------ Data extract ------

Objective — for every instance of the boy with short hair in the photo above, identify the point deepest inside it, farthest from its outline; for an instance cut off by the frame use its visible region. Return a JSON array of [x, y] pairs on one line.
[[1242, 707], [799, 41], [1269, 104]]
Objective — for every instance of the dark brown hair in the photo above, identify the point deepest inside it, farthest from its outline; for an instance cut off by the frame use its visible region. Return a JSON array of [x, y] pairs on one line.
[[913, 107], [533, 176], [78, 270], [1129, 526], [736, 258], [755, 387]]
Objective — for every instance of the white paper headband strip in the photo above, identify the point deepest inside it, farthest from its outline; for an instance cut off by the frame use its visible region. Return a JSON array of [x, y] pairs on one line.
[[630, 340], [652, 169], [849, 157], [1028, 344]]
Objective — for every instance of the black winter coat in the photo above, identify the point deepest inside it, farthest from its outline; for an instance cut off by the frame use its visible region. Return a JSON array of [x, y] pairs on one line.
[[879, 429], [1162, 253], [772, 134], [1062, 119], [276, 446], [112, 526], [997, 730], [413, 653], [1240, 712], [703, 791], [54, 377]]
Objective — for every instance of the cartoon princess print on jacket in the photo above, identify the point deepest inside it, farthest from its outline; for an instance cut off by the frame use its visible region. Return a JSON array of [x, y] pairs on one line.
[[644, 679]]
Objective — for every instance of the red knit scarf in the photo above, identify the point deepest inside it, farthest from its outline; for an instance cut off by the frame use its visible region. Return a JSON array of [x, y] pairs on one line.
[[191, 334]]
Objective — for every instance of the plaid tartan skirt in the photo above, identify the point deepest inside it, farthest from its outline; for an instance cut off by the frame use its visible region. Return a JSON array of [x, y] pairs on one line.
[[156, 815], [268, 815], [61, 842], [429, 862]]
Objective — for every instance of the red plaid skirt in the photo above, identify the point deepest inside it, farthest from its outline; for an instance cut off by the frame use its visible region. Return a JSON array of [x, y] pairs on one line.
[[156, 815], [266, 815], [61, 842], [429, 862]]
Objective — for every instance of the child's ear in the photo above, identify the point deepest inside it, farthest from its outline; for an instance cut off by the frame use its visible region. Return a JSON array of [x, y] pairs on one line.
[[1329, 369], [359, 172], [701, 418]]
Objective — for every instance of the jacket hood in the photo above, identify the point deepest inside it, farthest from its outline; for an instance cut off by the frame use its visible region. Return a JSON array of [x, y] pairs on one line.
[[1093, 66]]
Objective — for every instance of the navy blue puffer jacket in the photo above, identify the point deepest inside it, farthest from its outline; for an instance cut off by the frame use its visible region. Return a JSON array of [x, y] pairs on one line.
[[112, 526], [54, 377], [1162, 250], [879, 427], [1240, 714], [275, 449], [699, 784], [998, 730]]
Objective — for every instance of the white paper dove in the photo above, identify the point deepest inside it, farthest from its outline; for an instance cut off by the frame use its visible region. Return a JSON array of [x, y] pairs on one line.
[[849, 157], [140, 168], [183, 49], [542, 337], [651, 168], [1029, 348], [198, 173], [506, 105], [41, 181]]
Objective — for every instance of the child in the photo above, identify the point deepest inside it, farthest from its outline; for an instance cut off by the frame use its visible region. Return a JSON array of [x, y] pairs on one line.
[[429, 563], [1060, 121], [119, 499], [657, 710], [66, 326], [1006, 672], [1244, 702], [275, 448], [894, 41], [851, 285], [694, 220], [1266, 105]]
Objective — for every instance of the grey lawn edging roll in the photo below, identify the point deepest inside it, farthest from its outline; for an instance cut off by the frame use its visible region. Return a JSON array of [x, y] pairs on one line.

------

What you are asked to do
The records above must be transcribed without a single omission.

Answer below
Objective — for every instance of the boy with short hair in the photo above, identify the point deepest inside it, farthest from its outline; for an instance cut off by the frame use its visible region. Return a JSON array of [x, y] pairs on one line.
[[1242, 707], [799, 41], [1269, 104]]
Objective — for every instance of the dark brown hair in the photo above, identify the point deepest inside it, farthest from its outline; for an instance cut off by the frame use its visible region. Return a JSON array of [x, y] pairs on one line.
[[913, 107], [533, 176], [78, 270], [1129, 526], [736, 258], [755, 387]]
Objective — for every instance of the white paper headband strip in the photo above, identify the point deepest inside it, farthest from its outline; for an instance cut off by the frame use its visible region. Return a JSON array of [x, y] pairs on one line.
[[630, 340], [652, 169], [849, 157], [1028, 344]]
Objective — for every instance of the black winter coat in the photo above, identify the point deepest inside it, farthest from its outline; for an instance cut off by the frame use its visible region. Return a JSON array of [x, y] pairs on one line.
[[879, 429], [1162, 253], [772, 134], [1062, 119], [276, 446], [112, 526], [997, 730], [413, 653], [1240, 712], [703, 791], [54, 377]]
Objective — for every instance of the cartoon princess print on jacket in the photo above, identify the point deepest inside it, farthest from its outline; for an instance cut off by the frame use its visible region. Return a JSON array of [x, y] pairs on one line.
[[644, 679]]
Objective — for every instance of the red knit scarf in the photo above, identify the point deepest inside it, farthest from its outline; for an instance cut off by the frame use its visible region. Return a JSON array of [x, y] pairs on one line.
[[191, 334]]
Objective — for every instance of the plaid tartan skirt in the photo above, identify the point deepest inside it, farthest from its outline; for an instance cut off by the frame use its visible region. Return a JSON array of [x, y] pairs on one line.
[[156, 815], [268, 815], [61, 842], [429, 862]]
Objective — for every instance of the red plaid skirt in the photo above, identify the point deepest inside it, farthest from its outline; for an instance cut off by the frame use its visible region. Return a JSON array of [x, y] pairs on one line.
[[156, 815], [266, 815], [61, 842], [429, 862]]
Objective — for every instance of the child's ear in the photo above, identify the point deepest inside it, farthest from its outline; for an instance cut off by the frame use its visible region. Return a JSON array of [x, y] pairs on one line.
[[1329, 369], [359, 172], [701, 418]]
Objective — for every instance of the jacket hood in the photo above, identify the point deepest inside it, farthest from its outline; for an instance cut off by the frame use its visible region. Return a JSON array of [x, y] pairs on one line.
[[1093, 66]]
Objective — for every instance of the navy blue puffer jacket in the photo above, identify the point deepest inside it, farthest from its outline; for an instance cut off by the frame use its visible region. Return a JSON array of [x, y] pairs on one line.
[[112, 526], [54, 377], [1162, 250], [879, 427], [1240, 714], [275, 449], [699, 784], [998, 730]]
Objective — for every instance of the white paper dove in the photo above, identify the point deepest inside it, farthest from its outline; for an instance cut off by the frame use its visible region. Return a JSON array of [x, y] pairs on one line.
[[849, 157], [140, 168], [183, 49], [542, 337], [651, 168], [1029, 348], [198, 173], [506, 105], [41, 181]]
Objective — for every instance of the child in the photo above, identify the point deepest inside it, farthest from its outline; for an instance cut off by the frame use its visible region. Return a JSON array of [x, y] pairs on one line.
[[429, 563], [1060, 121], [119, 499], [657, 710], [66, 326], [1006, 672], [1244, 702], [275, 448], [894, 41], [851, 285], [694, 220], [1266, 105]]
Objective — for every instance of the grey lawn edging roll in the photo below, identify the point deepest inside it, farthest from its outline; for an instance cut off by the frame use its visible region. Return a JSON array of [x, y] pairs on one line.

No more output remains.